:: READING TEXT

Here's an excellent thread even with examples of input & output.

Another excellent one (see mattnewport post)

If I understood it correctly (no one seems to do correctly) those functions have little to do with calculus (but the main reason is to compute deltas though)

What I DO know is that those two functions are very very useful when using doing dynamic conditional branching.
Since the derivatives are used to calculate the mipmap & anisotropic filtering, if one of the adjacent pixels in the 2x2 block (note not all video cards could use a 2x2 grid) follow a different code path from the rest, the deltas can't be correctly calculated; therefore you can't use the tex2D instruction inside a conditional, because tex2D can't calculate the right lod or axis of anisotropy.

::::

→ **PROBLEM STATEMENT**: Print the part of the post on shader derivatives that begins at the words "Another excellent one" and stops after "axis of anisotropy.", copied without any change. The records come from a different source than the post on shader derivatives.

:: DATA EXCERPTS

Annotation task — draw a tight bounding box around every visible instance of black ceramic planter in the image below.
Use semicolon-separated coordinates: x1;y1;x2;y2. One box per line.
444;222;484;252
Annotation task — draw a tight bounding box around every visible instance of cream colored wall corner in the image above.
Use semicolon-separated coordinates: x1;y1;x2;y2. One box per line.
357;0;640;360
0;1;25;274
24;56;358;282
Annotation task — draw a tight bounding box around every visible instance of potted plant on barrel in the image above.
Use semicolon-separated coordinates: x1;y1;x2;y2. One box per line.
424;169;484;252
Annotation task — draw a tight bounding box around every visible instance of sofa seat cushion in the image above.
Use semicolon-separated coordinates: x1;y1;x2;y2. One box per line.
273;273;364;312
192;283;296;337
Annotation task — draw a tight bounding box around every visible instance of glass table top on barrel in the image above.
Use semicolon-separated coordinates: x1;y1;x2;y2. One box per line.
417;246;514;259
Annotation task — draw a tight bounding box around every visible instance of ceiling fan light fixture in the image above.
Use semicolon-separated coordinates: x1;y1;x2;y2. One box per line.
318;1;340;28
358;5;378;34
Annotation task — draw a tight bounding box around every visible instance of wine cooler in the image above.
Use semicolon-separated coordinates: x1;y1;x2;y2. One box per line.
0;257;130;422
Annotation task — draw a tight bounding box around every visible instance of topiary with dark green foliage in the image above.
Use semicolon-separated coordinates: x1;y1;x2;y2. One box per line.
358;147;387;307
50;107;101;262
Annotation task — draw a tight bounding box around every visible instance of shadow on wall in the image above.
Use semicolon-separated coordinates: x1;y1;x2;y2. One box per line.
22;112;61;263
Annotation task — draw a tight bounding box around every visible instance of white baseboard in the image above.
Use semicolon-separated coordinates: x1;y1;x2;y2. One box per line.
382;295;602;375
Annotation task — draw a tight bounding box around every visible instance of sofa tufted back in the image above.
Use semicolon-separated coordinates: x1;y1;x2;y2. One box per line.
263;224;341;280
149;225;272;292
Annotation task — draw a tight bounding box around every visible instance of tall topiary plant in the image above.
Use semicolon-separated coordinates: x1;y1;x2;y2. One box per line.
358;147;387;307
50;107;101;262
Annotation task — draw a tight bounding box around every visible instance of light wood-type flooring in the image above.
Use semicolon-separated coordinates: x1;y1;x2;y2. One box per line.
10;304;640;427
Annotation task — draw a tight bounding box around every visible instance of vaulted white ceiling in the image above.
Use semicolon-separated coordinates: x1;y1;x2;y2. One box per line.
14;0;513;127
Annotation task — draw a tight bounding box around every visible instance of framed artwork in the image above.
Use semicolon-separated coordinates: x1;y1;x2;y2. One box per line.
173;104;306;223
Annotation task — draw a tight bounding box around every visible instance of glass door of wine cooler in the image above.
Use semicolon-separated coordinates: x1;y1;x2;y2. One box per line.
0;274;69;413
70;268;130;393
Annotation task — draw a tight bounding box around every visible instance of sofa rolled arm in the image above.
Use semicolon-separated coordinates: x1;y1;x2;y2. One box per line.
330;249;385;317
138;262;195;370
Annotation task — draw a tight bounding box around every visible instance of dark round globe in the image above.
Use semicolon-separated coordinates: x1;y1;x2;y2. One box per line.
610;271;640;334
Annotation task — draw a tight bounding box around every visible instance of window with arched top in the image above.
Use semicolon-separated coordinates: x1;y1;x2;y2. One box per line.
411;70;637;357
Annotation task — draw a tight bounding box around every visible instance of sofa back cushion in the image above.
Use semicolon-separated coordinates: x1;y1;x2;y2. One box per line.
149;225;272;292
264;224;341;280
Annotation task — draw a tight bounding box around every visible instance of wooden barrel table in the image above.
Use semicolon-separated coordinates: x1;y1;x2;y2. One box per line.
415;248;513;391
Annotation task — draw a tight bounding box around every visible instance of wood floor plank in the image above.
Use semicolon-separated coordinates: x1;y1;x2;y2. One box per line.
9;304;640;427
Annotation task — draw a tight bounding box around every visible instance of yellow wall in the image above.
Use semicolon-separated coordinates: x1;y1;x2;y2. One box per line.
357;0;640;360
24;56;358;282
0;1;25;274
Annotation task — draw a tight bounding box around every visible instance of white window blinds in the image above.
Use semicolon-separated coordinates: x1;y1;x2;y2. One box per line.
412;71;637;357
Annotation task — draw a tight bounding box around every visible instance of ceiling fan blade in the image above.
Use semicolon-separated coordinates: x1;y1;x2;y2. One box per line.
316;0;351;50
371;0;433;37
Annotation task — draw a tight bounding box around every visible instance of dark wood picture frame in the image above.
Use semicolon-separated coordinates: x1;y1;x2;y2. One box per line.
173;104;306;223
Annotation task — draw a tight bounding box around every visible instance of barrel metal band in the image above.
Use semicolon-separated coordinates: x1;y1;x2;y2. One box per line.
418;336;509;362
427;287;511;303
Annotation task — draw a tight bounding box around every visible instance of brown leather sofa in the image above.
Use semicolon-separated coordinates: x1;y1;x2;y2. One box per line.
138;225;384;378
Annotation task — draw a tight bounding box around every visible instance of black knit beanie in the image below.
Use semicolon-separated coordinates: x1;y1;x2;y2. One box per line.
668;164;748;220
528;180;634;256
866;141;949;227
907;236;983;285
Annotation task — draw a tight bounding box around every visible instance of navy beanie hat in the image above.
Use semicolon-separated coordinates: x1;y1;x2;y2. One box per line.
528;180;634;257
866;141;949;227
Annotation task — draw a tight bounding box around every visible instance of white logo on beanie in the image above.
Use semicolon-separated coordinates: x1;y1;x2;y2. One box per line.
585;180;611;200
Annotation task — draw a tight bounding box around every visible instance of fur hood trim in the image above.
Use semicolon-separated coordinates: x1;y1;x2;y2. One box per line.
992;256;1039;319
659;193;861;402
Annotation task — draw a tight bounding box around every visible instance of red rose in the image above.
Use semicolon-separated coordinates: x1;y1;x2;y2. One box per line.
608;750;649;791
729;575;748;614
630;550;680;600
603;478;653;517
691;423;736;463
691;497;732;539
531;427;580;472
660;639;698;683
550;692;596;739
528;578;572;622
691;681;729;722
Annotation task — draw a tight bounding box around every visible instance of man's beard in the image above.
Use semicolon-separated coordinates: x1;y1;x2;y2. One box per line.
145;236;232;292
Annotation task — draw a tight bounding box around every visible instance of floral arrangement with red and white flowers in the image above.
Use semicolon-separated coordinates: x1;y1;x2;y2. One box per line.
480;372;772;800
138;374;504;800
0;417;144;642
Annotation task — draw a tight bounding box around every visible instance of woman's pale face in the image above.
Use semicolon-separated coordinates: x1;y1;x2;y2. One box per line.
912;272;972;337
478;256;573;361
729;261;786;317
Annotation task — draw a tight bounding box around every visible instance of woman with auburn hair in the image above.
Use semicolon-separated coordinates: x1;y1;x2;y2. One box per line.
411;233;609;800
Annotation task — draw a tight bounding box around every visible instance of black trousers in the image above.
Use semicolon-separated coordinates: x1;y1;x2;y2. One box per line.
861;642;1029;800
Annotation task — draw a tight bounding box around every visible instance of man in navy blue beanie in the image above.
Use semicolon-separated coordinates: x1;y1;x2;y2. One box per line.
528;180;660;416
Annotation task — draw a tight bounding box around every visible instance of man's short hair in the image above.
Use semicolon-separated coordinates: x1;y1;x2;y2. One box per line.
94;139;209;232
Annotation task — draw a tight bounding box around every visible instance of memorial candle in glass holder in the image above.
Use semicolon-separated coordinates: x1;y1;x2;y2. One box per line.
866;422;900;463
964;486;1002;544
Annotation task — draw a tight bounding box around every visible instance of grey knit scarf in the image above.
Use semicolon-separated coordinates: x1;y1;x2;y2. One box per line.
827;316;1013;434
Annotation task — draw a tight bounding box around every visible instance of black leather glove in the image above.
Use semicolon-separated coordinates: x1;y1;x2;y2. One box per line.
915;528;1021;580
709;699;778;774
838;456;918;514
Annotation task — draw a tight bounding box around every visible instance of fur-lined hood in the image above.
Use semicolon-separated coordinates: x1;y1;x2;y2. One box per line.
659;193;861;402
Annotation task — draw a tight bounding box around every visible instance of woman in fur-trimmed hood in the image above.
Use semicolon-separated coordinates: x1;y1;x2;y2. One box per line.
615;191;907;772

::::

→ **FULL OUTPUT**:
Another excellent one (see mattnewport post)

If I understood it correctly (no one seems to do correctly) those functions have little to do with calculus (but the main reason is to compute deltas though)

What I DO know is that those two functions are very very useful when using doing dynamic conditional branching.
Since the derivatives are used to calculate the mipmap & anisotropic filtering, if one of the adjacent pixels in the 2x2 block (note not all video cards could use a 2x2 grid) follow a different code path from the rest, the deltas can't be correctly calculated; therefore you can't use the tex2D instruction inside a conditional, because tex2D can't calculate the right lod or axis of anisotropy.